> Work to be completed: Copy out every line of the material that contains the string "booth", treating uppercase and lowercase letters as different.

> Records provided:
● ● ● ●

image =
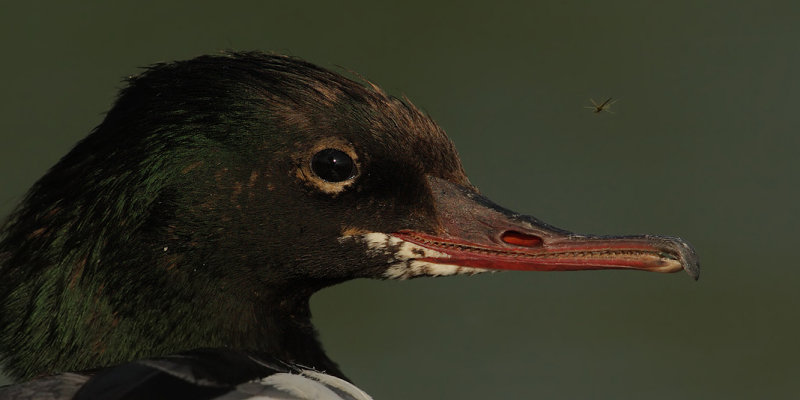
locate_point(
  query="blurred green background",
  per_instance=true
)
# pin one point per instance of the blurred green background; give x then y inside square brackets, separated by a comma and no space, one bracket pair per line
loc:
[703,144]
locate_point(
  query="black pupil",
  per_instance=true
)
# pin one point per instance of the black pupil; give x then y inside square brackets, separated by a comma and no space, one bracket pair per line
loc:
[332,165]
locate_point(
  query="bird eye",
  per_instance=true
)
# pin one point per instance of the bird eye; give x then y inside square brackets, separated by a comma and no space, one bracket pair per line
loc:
[333,165]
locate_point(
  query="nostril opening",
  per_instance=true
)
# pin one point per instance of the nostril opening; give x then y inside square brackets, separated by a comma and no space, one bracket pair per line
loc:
[521,239]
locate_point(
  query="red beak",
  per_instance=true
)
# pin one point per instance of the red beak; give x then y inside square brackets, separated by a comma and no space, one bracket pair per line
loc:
[474,232]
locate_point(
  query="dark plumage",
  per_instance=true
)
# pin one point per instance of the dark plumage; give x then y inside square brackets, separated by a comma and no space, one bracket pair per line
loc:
[194,217]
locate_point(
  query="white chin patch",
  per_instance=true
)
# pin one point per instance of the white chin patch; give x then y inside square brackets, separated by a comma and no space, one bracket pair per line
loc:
[404,257]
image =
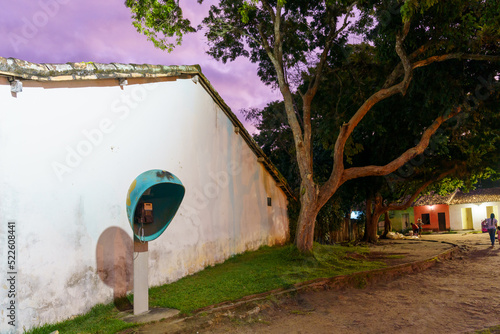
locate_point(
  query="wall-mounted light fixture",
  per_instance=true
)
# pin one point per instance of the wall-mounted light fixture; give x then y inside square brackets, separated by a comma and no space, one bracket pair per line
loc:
[16,86]
[123,82]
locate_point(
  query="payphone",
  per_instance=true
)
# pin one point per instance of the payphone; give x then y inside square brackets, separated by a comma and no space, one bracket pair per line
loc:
[152,202]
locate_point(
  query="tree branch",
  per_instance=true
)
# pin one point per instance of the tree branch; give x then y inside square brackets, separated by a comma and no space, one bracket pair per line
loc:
[409,201]
[356,172]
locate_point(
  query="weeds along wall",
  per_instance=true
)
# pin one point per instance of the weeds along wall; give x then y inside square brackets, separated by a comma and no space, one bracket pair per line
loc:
[70,151]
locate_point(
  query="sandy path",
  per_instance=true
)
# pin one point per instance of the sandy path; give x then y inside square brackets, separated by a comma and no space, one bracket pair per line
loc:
[455,296]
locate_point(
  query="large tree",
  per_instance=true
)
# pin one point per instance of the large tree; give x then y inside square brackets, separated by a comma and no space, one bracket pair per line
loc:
[294,39]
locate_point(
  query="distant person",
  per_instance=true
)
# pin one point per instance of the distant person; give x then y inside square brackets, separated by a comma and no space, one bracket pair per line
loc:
[491,224]
[414,227]
[419,224]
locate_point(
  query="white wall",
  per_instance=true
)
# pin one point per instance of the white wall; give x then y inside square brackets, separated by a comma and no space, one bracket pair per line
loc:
[478,214]
[68,156]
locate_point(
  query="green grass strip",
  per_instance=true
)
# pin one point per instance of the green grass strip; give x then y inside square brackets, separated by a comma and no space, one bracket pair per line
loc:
[249,273]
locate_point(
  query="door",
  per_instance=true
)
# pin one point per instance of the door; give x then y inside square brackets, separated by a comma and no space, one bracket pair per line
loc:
[405,221]
[426,218]
[467,219]
[442,221]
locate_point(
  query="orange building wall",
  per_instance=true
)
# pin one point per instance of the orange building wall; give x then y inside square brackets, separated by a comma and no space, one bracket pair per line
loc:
[433,211]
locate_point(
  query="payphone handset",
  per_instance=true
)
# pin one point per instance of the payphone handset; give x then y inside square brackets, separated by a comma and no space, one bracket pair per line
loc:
[145,213]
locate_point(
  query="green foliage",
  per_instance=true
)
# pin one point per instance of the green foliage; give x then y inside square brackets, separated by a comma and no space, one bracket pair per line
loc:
[255,272]
[249,273]
[159,20]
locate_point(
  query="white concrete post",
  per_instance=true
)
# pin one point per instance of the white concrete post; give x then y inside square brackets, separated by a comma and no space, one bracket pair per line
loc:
[141,283]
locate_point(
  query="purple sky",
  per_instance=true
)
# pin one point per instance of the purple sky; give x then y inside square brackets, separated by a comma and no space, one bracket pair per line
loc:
[60,31]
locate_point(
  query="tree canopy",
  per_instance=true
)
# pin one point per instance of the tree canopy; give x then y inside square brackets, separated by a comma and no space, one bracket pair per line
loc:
[297,41]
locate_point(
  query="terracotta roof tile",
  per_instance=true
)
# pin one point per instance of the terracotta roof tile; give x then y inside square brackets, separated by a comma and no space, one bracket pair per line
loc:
[477,196]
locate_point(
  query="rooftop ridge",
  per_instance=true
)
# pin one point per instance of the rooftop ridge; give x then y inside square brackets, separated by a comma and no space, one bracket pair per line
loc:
[89,70]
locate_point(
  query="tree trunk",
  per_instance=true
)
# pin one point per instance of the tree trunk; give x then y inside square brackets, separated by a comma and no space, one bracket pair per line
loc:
[371,228]
[309,209]
[387,224]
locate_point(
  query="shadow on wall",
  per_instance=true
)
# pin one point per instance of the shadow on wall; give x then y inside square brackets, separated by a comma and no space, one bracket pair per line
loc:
[114,253]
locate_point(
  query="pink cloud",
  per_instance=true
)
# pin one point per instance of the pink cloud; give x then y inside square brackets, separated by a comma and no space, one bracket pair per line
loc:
[59,31]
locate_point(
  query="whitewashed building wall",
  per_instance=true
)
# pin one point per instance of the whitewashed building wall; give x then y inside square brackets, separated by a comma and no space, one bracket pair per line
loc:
[69,151]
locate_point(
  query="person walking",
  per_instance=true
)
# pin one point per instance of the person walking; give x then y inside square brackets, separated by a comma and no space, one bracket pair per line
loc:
[491,224]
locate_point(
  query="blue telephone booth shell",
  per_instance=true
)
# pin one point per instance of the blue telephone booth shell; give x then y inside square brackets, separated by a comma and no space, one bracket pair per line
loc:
[164,191]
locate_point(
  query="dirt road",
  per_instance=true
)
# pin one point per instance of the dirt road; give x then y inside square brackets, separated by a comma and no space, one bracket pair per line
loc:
[455,296]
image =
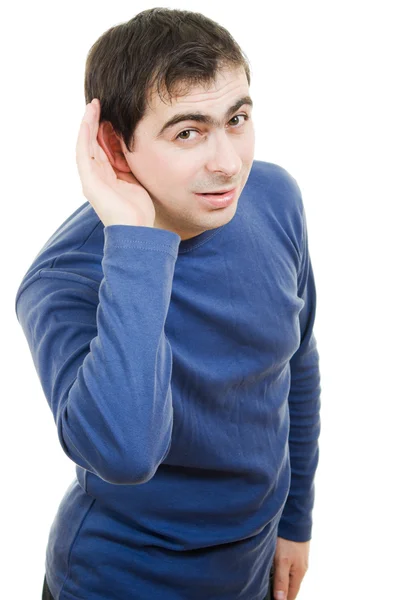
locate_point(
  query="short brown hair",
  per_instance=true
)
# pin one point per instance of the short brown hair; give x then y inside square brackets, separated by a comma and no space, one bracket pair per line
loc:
[160,48]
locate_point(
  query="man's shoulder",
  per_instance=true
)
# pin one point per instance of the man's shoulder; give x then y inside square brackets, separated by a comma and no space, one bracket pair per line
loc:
[274,177]
[74,250]
[273,188]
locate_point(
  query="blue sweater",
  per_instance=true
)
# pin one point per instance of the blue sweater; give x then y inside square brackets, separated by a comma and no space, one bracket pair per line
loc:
[183,378]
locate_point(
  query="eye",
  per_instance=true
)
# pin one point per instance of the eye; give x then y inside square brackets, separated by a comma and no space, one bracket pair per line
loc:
[184,139]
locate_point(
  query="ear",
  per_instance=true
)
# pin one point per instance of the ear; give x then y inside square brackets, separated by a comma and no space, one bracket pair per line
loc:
[112,146]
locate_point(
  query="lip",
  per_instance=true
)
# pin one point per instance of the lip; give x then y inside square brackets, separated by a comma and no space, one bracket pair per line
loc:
[218,200]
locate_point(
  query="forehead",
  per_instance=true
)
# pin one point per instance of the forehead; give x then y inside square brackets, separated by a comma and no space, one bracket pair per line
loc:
[216,95]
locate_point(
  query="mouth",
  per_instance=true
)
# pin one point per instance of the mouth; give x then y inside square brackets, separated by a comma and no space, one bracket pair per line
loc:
[219,199]
[217,193]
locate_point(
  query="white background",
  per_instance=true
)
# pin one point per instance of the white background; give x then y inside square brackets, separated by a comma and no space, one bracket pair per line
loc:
[325,87]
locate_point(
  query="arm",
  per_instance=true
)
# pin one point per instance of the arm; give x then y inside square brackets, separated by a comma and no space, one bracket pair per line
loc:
[103,359]
[304,409]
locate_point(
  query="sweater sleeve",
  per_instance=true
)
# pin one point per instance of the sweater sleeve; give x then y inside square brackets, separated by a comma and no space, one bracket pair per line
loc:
[101,354]
[304,409]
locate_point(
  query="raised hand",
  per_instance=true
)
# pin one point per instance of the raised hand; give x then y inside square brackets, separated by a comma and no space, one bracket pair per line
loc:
[116,196]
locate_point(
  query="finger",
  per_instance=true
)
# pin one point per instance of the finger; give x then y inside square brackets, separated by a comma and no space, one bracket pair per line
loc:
[83,148]
[94,126]
[281,580]
[295,580]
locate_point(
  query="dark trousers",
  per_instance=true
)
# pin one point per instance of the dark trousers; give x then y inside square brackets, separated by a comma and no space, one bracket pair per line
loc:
[46,595]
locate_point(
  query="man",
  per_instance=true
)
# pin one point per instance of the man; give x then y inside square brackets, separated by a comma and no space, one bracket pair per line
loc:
[171,326]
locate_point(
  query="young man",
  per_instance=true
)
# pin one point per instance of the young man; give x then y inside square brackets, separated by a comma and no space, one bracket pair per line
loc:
[171,326]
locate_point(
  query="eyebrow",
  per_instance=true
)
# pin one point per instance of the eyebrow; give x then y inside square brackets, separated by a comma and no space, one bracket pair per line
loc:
[202,118]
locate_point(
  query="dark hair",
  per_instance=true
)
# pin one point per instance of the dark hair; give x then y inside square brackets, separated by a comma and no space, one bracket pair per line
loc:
[159,49]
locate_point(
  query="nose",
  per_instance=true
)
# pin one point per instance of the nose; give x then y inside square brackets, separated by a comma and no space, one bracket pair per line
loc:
[223,156]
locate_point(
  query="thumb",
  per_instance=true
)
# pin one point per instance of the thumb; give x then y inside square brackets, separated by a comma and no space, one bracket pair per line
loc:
[281,580]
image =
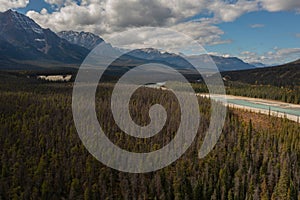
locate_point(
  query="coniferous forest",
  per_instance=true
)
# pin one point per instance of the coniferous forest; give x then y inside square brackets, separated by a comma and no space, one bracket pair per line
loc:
[42,156]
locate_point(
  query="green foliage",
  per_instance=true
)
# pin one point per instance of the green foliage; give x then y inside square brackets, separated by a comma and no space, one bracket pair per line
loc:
[42,157]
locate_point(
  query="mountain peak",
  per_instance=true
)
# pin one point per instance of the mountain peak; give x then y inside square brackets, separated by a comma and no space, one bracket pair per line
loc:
[20,21]
[84,39]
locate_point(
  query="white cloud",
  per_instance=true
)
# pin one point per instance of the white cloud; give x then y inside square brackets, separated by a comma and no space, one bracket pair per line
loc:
[280,5]
[257,25]
[105,17]
[228,12]
[11,4]
[274,57]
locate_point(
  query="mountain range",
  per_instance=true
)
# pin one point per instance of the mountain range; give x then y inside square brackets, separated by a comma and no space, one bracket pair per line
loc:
[280,76]
[25,45]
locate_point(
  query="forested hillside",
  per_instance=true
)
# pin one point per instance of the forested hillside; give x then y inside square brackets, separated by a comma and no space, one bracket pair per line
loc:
[42,156]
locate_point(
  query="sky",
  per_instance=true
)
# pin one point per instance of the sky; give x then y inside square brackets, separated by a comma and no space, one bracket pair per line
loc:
[265,31]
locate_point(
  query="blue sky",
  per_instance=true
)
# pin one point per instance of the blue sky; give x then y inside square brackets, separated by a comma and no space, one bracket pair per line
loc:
[259,33]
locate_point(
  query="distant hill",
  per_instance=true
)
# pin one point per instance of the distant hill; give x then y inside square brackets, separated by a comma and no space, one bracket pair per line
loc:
[23,41]
[25,45]
[283,75]
[83,39]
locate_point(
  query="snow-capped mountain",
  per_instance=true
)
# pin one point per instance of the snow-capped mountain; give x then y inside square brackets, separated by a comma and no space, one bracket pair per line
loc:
[23,39]
[223,63]
[84,39]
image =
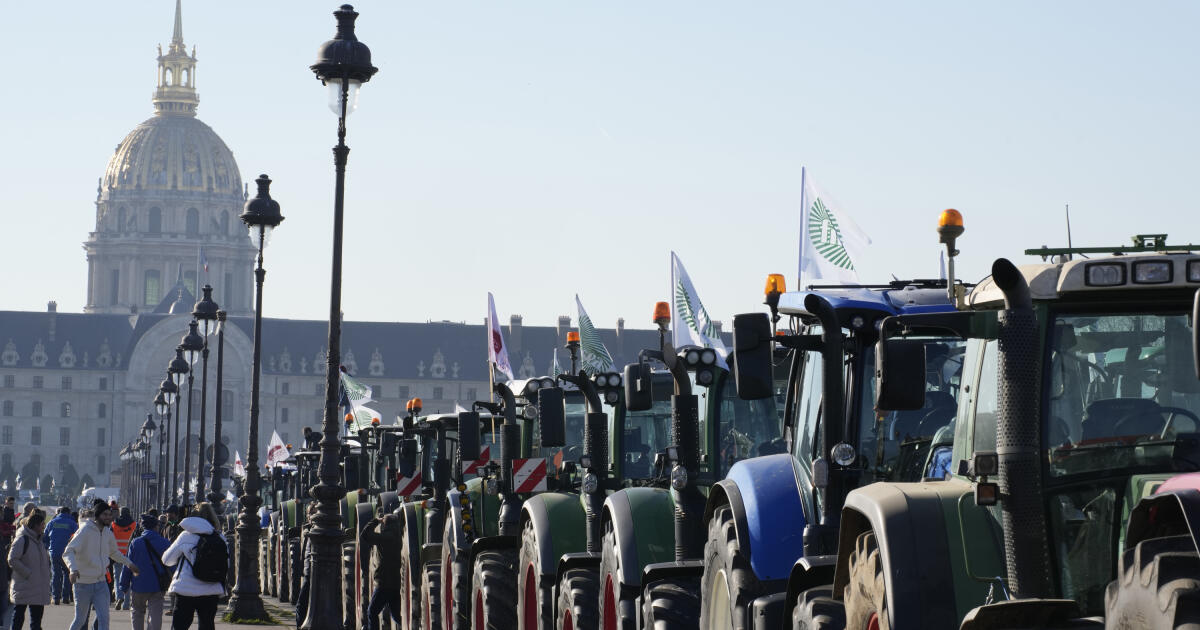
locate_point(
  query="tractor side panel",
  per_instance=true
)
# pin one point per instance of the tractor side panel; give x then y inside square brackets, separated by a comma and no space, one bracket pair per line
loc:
[558,520]
[643,521]
[771,526]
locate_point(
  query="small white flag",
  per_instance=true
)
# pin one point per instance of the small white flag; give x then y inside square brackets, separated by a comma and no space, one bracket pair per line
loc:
[497,352]
[690,324]
[831,241]
[593,354]
[276,451]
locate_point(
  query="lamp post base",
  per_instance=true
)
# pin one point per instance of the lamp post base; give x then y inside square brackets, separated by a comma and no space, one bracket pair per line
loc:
[246,601]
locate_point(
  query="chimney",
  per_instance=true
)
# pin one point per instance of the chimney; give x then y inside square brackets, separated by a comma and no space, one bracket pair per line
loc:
[515,333]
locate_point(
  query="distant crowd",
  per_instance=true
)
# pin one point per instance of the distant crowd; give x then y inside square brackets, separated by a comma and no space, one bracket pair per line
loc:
[174,563]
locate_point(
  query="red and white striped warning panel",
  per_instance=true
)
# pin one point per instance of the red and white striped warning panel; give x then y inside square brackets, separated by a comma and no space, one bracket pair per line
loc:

● ● ● ●

> Exercise solution:
  query="blue telephone booth shell",
# pin one point per instance of the blue telephone booth shell; give x then y inside square brackets, separated by a comma and no space, one bracket pair per line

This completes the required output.